Reproduce the listing below in full, switching each occurrence of "Reviewer note" to "Annotator note" and leaving every other character unchanged.
──────
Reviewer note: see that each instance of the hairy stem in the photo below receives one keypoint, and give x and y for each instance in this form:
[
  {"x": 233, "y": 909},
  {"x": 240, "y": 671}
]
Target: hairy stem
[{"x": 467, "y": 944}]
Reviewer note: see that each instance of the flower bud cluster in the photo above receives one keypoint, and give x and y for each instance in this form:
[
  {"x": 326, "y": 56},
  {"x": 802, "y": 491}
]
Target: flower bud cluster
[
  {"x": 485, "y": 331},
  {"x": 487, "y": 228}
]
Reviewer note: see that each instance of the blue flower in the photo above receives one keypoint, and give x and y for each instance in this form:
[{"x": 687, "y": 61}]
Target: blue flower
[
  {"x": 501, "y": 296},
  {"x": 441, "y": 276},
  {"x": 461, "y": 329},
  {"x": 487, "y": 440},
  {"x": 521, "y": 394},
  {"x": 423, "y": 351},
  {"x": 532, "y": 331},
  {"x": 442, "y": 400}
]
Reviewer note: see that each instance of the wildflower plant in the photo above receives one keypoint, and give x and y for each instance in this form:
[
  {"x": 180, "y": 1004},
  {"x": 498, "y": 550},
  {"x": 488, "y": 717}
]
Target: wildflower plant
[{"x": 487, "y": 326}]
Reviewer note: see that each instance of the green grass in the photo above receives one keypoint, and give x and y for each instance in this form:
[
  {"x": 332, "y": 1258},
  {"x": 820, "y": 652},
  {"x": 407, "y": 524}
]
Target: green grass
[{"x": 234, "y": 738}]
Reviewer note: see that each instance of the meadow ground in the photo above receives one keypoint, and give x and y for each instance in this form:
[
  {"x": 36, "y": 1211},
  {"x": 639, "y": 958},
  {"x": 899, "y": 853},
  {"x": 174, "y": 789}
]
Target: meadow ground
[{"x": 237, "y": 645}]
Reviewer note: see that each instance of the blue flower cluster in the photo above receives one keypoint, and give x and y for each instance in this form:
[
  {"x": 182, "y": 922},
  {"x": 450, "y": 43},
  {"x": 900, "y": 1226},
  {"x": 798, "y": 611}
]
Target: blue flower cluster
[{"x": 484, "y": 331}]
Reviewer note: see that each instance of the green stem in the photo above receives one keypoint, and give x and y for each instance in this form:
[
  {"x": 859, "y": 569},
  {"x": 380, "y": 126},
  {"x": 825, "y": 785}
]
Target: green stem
──────
EXERCISE RESULT:
Annotator note: see that each instance of the hairy stem in the photo below receives one keypoint, and give x and y for each instance in this form:
[
  {"x": 233, "y": 909},
  {"x": 240, "y": 671}
]
Target: hairy stem
[{"x": 467, "y": 944}]
Annotator note: see that each instance of the flower bud cluster in the photo above receives one keypoint, and give x and y for each instance in this form:
[
  {"x": 326, "y": 56},
  {"x": 802, "y": 491}
]
Target: flower bud cluster
[
  {"x": 485, "y": 331},
  {"x": 487, "y": 228}
]
Annotator note: see that each instance of the blue flower in the photo above receives one keypoint, and give x and y for each instance in this form:
[{"x": 687, "y": 61}]
Target: blue flower
[
  {"x": 501, "y": 296},
  {"x": 441, "y": 276},
  {"x": 461, "y": 329},
  {"x": 487, "y": 440},
  {"x": 521, "y": 394},
  {"x": 423, "y": 351},
  {"x": 532, "y": 331},
  {"x": 442, "y": 400}
]
Annotator note: see that each instance of the wildflower plant in the photo above receives one keypoint, and give x and y for each instance in this form:
[
  {"x": 180, "y": 1004},
  {"x": 498, "y": 550},
  {"x": 488, "y": 717}
]
Target: wildflower plant
[{"x": 487, "y": 326}]
Annotator note: see that each instance of the green grass in the photo above receives one keypoint, and give x and y for each instance in this form:
[
  {"x": 332, "y": 1258},
  {"x": 820, "y": 652},
  {"x": 407, "y": 524}
]
Target: green grass
[{"x": 234, "y": 738}]
Annotator note: see that each instance of the meadow ground in the photo above receives one keypoint, and give x and y for each instance in this form:
[
  {"x": 36, "y": 1211},
  {"x": 639, "y": 958},
  {"x": 899, "y": 853},
  {"x": 174, "y": 789}
]
Target: meadow ground
[{"x": 237, "y": 645}]
Annotator note: see that each instance of the blue flower cluster in the photo above receives one keypoint, and give x and y for each instance in this form:
[
  {"x": 182, "y": 922},
  {"x": 450, "y": 43},
  {"x": 900, "y": 1226},
  {"x": 798, "y": 611}
]
Target: blue flower cluster
[{"x": 484, "y": 331}]
Annotator note: see that each instance of the green stem in the photo above receives one keypoint, and give x and y for each instance in this form:
[
  {"x": 859, "y": 569},
  {"x": 380, "y": 126},
  {"x": 825, "y": 785}
]
Target: green stem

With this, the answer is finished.